--- Start ---

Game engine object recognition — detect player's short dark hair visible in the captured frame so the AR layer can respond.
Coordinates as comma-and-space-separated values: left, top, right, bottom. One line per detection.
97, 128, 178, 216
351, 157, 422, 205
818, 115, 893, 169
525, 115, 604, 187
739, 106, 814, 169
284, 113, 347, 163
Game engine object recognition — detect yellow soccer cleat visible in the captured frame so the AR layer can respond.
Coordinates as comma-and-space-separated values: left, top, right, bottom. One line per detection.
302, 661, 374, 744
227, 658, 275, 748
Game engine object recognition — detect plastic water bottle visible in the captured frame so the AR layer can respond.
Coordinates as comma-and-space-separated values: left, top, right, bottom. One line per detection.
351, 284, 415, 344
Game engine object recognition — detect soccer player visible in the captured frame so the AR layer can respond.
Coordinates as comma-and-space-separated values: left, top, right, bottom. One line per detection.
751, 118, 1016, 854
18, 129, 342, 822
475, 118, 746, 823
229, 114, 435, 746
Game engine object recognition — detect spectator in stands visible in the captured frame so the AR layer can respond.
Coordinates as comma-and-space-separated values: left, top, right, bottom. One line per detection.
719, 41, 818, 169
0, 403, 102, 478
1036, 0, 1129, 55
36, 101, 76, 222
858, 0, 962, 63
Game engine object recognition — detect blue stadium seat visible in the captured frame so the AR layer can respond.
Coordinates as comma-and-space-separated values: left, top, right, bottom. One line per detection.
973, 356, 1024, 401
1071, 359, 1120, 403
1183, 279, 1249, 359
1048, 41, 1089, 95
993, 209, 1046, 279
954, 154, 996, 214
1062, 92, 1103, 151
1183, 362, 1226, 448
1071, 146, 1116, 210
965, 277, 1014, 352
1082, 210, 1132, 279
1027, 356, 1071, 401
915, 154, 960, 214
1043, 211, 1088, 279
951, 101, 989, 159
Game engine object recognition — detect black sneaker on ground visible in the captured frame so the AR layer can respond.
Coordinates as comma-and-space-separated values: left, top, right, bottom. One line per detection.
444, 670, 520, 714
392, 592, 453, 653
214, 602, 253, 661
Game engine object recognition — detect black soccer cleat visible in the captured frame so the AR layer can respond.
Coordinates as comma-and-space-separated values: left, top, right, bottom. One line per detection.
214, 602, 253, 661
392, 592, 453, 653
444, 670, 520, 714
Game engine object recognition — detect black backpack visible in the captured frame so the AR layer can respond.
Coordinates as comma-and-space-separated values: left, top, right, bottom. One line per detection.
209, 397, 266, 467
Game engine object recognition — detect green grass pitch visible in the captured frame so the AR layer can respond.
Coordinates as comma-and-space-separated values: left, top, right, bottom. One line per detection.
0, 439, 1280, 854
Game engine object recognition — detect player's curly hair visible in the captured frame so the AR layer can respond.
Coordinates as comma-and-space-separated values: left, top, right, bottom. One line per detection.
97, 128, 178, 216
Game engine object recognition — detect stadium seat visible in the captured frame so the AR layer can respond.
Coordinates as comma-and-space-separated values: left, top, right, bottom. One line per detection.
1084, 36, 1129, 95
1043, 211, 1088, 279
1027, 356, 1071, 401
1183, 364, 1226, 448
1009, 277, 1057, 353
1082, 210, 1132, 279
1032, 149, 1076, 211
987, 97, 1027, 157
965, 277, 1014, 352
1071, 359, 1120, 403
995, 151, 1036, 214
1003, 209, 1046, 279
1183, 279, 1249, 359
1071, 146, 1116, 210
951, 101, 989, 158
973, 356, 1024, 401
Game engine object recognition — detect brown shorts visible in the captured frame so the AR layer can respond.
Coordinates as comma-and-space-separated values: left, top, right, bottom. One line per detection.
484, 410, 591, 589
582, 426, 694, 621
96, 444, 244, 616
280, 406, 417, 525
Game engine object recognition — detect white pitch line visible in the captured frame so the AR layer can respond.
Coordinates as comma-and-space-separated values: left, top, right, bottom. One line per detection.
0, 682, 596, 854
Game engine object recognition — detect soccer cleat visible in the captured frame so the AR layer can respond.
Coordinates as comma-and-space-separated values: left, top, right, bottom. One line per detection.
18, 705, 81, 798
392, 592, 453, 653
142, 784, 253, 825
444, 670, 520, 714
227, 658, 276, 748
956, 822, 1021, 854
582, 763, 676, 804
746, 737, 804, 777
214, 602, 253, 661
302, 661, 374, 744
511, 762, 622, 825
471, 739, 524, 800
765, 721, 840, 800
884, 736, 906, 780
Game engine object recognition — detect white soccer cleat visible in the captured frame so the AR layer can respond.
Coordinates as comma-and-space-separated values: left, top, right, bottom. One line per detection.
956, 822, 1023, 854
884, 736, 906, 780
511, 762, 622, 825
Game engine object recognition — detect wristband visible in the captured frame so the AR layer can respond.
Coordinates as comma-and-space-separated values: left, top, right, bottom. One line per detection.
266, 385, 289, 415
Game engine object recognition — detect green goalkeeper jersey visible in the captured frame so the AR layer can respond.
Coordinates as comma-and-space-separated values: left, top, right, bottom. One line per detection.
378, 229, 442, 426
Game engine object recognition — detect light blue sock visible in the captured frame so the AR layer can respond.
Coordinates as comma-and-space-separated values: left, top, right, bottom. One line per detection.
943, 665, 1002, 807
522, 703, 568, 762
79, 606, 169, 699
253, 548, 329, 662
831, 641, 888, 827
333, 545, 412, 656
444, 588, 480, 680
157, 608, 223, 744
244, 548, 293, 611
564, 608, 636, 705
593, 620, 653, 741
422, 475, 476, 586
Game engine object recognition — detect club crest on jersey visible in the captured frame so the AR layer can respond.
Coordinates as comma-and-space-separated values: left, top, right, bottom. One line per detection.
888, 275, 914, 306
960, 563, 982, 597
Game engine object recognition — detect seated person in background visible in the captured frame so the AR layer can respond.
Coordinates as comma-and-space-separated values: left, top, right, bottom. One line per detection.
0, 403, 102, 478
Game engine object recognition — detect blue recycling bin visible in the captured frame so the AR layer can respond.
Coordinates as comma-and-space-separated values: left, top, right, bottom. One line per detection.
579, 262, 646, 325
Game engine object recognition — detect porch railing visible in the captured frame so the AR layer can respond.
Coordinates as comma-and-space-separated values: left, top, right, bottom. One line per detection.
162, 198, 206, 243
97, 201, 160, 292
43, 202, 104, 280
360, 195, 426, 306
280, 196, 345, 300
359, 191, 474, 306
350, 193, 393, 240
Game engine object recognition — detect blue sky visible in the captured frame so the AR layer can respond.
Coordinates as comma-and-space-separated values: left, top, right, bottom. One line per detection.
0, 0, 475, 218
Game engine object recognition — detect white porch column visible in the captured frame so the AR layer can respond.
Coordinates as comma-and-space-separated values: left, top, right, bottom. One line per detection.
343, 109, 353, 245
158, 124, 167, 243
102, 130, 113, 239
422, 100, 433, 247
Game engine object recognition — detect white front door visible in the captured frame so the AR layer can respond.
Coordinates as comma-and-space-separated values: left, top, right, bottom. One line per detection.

--- End ---

→ **WORK TO DO**: Please copy out all of the entries above word for word, line by line, with no changes.

→ **RESULT**:
Game engine object recognition — detect player's short dark hair visible in the captured frame so the AR layer can respond.
Coordinates as comma-and-space-separated values: left, top, right, bottom. One line per detection.
97, 128, 178, 216
351, 157, 422, 205
818, 115, 893, 169
525, 115, 604, 187
739, 106, 814, 169
284, 113, 347, 163
Game engine object recognition — detect yellow soccer cleat visible in the captured frame so the AR layer can respond.
Coordinates as comma-and-space-separated values: left, top, right, bottom. One line per detection.
302, 661, 374, 744
227, 658, 275, 748
Game engine object recognition — detect plastic water bottle visible in the captured frame so the AR layer can respond.
Coordinates as comma-and-space-separated values: left, top, right, bottom. One line per detection.
351, 284, 415, 344
Game engine object recognition — detect soccer player visible in the captured frame so the AR layer can respond.
Coordinates as comma-and-space-separated values: left, top, right, bottom. One line per detection.
751, 118, 1016, 854
18, 129, 342, 822
475, 118, 746, 823
229, 114, 435, 746
Game engine object recognition — detect spectator in stands visible in the captured frame so the AR layer can respond.
Coordinates as comma-and-space-separated values: left, top, right, bottom. One line per detection.
719, 41, 818, 169
0, 403, 102, 478
1036, 0, 1129, 55
36, 101, 76, 222
858, 0, 962, 63
Game engine object recognition — detect blue stadium seat visible in the captured frame so the AR layer can respond.
Coordinates as comma-and-space-separated values: left, top, right, bottom. One line per detection.
973, 356, 1024, 401
1071, 359, 1120, 403
1183, 279, 1249, 359
1048, 41, 1089, 95
993, 209, 1046, 279
954, 154, 996, 214
1062, 92, 1103, 151
1183, 362, 1226, 448
1071, 146, 1116, 210
965, 277, 1014, 352
1082, 210, 1132, 279
1027, 356, 1071, 401
915, 154, 960, 214
1043, 211, 1088, 279
951, 101, 989, 159
Game engine object recognition — detect black sneaker on ground visible in the captured frame so the AR layer can respond.
Coordinates as comma-and-space-separated values: left, top, right, bottom. One line per detection.
444, 670, 520, 714
392, 592, 453, 653
214, 602, 253, 661
Game engine object recognition — detect black soccer cleat visible in the captured frame so the AR layer can respond.
Coordinates as comma-and-space-separated values: left, top, right, bottom. One line per detection.
214, 602, 253, 661
392, 592, 453, 653
444, 670, 520, 714
Game engine object recognition — detect black backpack visible in the captured frame so the AR layer can respond.
Coordinates as comma-and-space-separated values: left, top, right, bottom. One line per detection.
209, 397, 266, 467
Game engine object recognition — detect green grass pitch visible in the captured frame so the AR layer can respond.
Coordinates as comma-and-space-separated values: left, top, right, bottom. One line per detection.
0, 439, 1280, 854
Game engine object recognition — detect player's curly hair visible in the captured frame so the AR layer can respond.
Coordinates as comma-and-space-separated values: left, top, right, bottom. One line per detection.
97, 128, 178, 216
Game engine object recognition — detect stadium seat visible in the captured frame so the AR layer can respond.
Coordinates as comma-and-space-separated values: left, top, right, bottom. One line per detection.
1084, 36, 1129, 95
1043, 211, 1088, 279
1027, 356, 1071, 401
1183, 364, 1226, 448
1009, 277, 1057, 353
1082, 210, 1132, 279
1032, 149, 1076, 211
987, 97, 1027, 157
965, 277, 1014, 352
1071, 359, 1120, 403
995, 151, 1036, 214
1003, 209, 1046, 279
1183, 279, 1249, 359
1071, 146, 1116, 210
951, 101, 989, 158
973, 356, 1024, 401
Game engine object recognition — detect brown shorts visible in the captured frame so the AR layer can respond.
Coordinates as comma-and-space-separated values: left, top, right, bottom. One line per detection.
484, 410, 591, 589
582, 426, 694, 621
96, 444, 244, 616
280, 406, 417, 525
Game engine object recognition — detect white pitch line visible in the captured frame so the AR layer can respond.
Coordinates as comma-and-space-separated values: left, top, right, bottom. One line per detection.
0, 682, 596, 854
Game engine object recognition — detect soccer cleat visible in the captured frame so the AR layer can respond.
Coordinates as comma-and-space-separated values: left, top, right, bottom. One line per detection.
18, 705, 81, 798
392, 592, 453, 653
142, 784, 253, 825
444, 670, 520, 714
227, 658, 276, 748
956, 822, 1021, 854
582, 763, 676, 804
746, 737, 804, 777
214, 602, 253, 661
302, 661, 374, 744
511, 762, 622, 825
471, 739, 524, 800
765, 721, 840, 800
884, 736, 906, 780
Game engine object recognition — detect white soccer cleat visible in the captured frame so the AR layer can respond.
Coordinates as comma-and-space-separated values: left, top, right, bottom. One line per detection.
956, 822, 1023, 854
884, 736, 906, 780
511, 762, 622, 825
Game engine object recognition — detect wristband visible in the captured frame so the AR layer can respond.
Coordinates as comma-and-space-separated values: left, top, right, bottom. One line per detection.
266, 385, 289, 415
Game engine object recognition — detect green goalkeeper jersey visible in the captured frame so the AR layer can respond.
Coordinates as comma-and-space-separated values: left, top, right, bottom. One line per detection.
378, 229, 442, 426
Game engine object recognition — detect light blue sock visible in the captured frame so the AR layer can respond.
Coordinates as comma-and-space-separated values: left, top, right, bottom. One line per detection.
943, 665, 1002, 807
522, 703, 568, 762
79, 606, 169, 699
253, 548, 329, 662
831, 641, 888, 827
333, 545, 412, 656
444, 588, 480, 680
157, 608, 223, 744
244, 548, 293, 611
564, 608, 636, 705
593, 620, 653, 741
422, 475, 476, 586
Game engine object recognition — detect club crest on jersey visible in the captured frame so the AR layer can respond.
Coordinates as comma-and-space-separated values: left, top, right, bottom. One line per detection.
888, 275, 914, 306
960, 563, 982, 597
Game engine object recognition — detect seated person in background visible in the captured frame so the AR layer can respond.
Coordinates as comma-and-space-separated values: left, top, right, bottom. One line per detection.
0, 403, 102, 478
Game engine object recognition — detect blue recycling bin visible in the captured frame so the AR layer can respond.
Coordinates as comma-and-space-separated values: left, top, right, bottom. One line per detection.
579, 262, 646, 325
Game engine object recognition — detect porch railing visible in the captured frame so the AR layer can respond.
Coordinates as comma-and-space-separated values: left, top, right, bottom. One line per detection.
162, 198, 206, 243
97, 201, 160, 292
43, 202, 104, 280
360, 195, 426, 306
280, 196, 345, 300
359, 191, 474, 306
350, 193, 393, 240
Game engine object recognition — detect blue sky visible in the captured frame so the AR layer can respond.
Coordinates as comma-and-space-separated values: left, top, right, bottom. One line per detection.
0, 0, 475, 218
Game engine object recognition — detect white porch column visible in the captured frame so the AR layer can respond.
Coordinates as comma-and-space-separated values: left, top, right, bottom. One line per detection.
343, 109, 353, 245
158, 124, 167, 243
102, 130, 113, 239
422, 100, 433, 247
Game engine object recognition — detect white front door visible in the captured frame so the AR layer can respond.
Coordinates as comma-and-space-separated values: left, top, right, bottom. One line per detection.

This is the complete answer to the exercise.